*LISTED ENTRIES:*
____
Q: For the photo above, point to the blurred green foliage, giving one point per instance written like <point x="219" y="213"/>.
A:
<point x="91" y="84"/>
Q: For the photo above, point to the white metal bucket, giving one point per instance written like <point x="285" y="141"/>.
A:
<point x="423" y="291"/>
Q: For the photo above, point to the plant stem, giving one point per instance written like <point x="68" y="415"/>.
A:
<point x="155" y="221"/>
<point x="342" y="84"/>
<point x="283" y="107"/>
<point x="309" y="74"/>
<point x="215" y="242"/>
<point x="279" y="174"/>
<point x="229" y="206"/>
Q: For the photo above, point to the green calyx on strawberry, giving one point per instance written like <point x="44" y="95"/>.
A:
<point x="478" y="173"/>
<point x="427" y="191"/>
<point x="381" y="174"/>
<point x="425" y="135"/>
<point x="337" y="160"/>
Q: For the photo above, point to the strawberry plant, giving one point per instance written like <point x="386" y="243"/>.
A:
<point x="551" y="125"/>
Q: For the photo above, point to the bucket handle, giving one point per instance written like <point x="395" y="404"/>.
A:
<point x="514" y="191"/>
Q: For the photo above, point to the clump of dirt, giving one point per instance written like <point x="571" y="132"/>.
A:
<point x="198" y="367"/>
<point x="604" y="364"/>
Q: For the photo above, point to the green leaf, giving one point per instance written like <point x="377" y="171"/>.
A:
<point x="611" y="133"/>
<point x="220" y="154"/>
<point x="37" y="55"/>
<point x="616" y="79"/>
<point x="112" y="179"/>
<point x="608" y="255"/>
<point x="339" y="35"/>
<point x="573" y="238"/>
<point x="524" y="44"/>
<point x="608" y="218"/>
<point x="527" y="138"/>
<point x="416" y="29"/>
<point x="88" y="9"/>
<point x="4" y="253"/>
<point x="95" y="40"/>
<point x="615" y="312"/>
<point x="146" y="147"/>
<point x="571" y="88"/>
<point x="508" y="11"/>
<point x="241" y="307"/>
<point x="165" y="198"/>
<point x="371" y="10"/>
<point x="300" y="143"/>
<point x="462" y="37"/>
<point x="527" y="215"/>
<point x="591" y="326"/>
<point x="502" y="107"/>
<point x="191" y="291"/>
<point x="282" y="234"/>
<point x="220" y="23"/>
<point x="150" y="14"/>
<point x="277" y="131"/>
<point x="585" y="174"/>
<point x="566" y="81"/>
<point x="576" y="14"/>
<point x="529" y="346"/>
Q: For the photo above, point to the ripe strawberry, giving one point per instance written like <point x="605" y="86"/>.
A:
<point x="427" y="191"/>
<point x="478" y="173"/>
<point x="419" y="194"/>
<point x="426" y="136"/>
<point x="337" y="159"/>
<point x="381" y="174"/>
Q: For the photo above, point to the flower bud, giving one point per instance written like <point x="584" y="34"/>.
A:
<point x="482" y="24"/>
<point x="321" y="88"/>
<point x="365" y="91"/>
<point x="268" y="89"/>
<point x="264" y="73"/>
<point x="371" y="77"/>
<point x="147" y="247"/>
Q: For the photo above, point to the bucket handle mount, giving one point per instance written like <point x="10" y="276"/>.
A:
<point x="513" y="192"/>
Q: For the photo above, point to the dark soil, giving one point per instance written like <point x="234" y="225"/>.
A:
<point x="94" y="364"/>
____
*WRITTEN REQUEST:* Take the line holding "Q: For the photo above, point to the ripe" and all lines after it through the end of the data, and set them down exactly.

*TASK RESULT:*
Q: For the photo above, point to the ripe strawberry, giving one point per instance written like <point x="605" y="86"/>.
A:
<point x="427" y="191"/>
<point x="478" y="173"/>
<point x="419" y="194"/>
<point x="426" y="136"/>
<point x="337" y="159"/>
<point x="381" y="174"/>
Q: For the photo above, point to the flower bud, giving one point per instance written like <point x="584" y="34"/>.
A:
<point x="482" y="24"/>
<point x="321" y="88"/>
<point x="365" y="91"/>
<point x="268" y="89"/>
<point x="264" y="73"/>
<point x="371" y="77"/>
<point x="147" y="247"/>
Q: For the photo above, point to the bucket handle mount, giving one point per instance written like <point x="10" y="276"/>.
A:
<point x="513" y="192"/>
Q: For the photo above, point to the dark soil, giving one point per instance written like <point x="234" y="225"/>.
A:
<point x="94" y="364"/>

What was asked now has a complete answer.